> _TASK ITEM_
Make an exact copy of the records, omitting all images.

> _MATERIAL SHOWN_
Start of Block
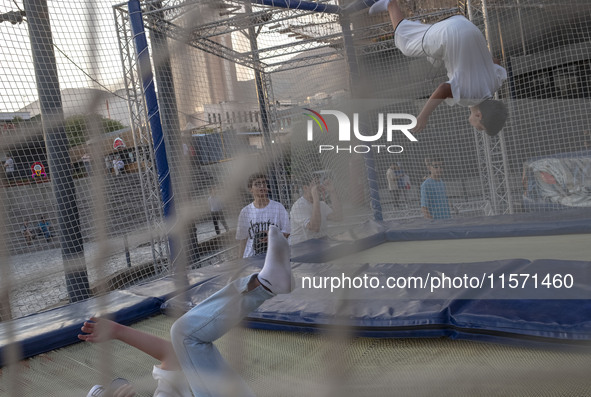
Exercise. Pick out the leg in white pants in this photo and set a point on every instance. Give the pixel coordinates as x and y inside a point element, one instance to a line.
<point>192,336</point>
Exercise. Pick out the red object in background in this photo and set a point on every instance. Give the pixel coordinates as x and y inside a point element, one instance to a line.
<point>548,178</point>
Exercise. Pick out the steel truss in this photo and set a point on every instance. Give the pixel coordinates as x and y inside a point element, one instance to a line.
<point>491,151</point>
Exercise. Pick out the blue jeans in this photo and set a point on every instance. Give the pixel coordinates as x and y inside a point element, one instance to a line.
<point>192,335</point>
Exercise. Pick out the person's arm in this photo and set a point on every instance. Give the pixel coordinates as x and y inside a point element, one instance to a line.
<point>98,330</point>
<point>337,208</point>
<point>425,201</point>
<point>316,217</point>
<point>439,95</point>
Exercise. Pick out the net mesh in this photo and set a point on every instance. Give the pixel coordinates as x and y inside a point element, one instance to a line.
<point>295,364</point>
<point>88,206</point>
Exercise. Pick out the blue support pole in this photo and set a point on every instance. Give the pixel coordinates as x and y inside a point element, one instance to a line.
<point>301,5</point>
<point>147,77</point>
<point>374,193</point>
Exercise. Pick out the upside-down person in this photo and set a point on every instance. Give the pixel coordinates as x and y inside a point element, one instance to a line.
<point>474,76</point>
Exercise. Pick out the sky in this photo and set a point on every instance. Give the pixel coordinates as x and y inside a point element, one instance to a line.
<point>76,32</point>
<point>70,30</point>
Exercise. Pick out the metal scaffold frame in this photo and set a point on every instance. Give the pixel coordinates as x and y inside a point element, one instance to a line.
<point>491,151</point>
<point>142,139</point>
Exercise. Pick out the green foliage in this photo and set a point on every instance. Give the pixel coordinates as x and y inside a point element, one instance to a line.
<point>78,126</point>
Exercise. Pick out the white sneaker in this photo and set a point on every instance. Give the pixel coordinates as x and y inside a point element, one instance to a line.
<point>379,6</point>
<point>276,272</point>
End of Block
> _ANSWER SECTION_
Exercise. Pick out the leg in white pants in this photo and set a point on every instance. Give the pixel coordinates as x and y inside a point element, one instance to a line.
<point>192,336</point>
Exercise. Pick out the red object in background in this photo and set a point on every instance. Give the pixel coordinates as x and y inside a point element, one instance to a line.
<point>548,178</point>
Exercise. Pick out the steel truss in this photo and set a point on every instance. Give the pixel coordinates as x and y inside a point element, one instance to a line.
<point>491,151</point>
Exercise. Pick out the blue jeans in this photo and set a point on every instance. Give the pixel coordinates as x and y inside a point element, one instance to a line.
<point>192,335</point>
Exercise. Pick out the person's arm in this photo and set a point on every instance. Give the pixel coordinates as x and y inside a point element, one instance to a line.
<point>98,330</point>
<point>337,208</point>
<point>425,201</point>
<point>316,217</point>
<point>439,95</point>
Exercise. Pick out the net mesh in this photo and set a point on every instance. Give the pixel coordinates as x and y inside a point element, one instance to a line.
<point>295,364</point>
<point>88,206</point>
Exercise. Pick out the blue support pole in this photo and set a point on every instance. Give the pixel coordinates as x and y inside a point element, one instance to a line.
<point>301,5</point>
<point>147,77</point>
<point>374,193</point>
Exercise. Pick out the upside-down person in this photo and set a point on every instance. Give the pixel coordinates as x and y inside a point element, one instance to a line.
<point>474,76</point>
Exercise. Pick out the sky in this photo and set a point on every instance. Give the pixel coordinates as x and y inside a point element, one instance to a line.
<point>76,32</point>
<point>70,30</point>
Exercise. Pick out the metal scaffold frame in this photo and set a point on every instance. Give the pixel coordinates as x and y inside a point element, one instance to a line.
<point>491,151</point>
<point>142,139</point>
Exercise. Pick out the green foliage in this photo and set a point on every instance. Give the pixel coordinates as x and y inside a point element, one instance to a line.
<point>78,126</point>
Exercise. Pick out the white sneaker in this photo and set a point on every instance. Give the pixel coordinates as x and y inside a point element, one instance to a line.
<point>379,6</point>
<point>276,272</point>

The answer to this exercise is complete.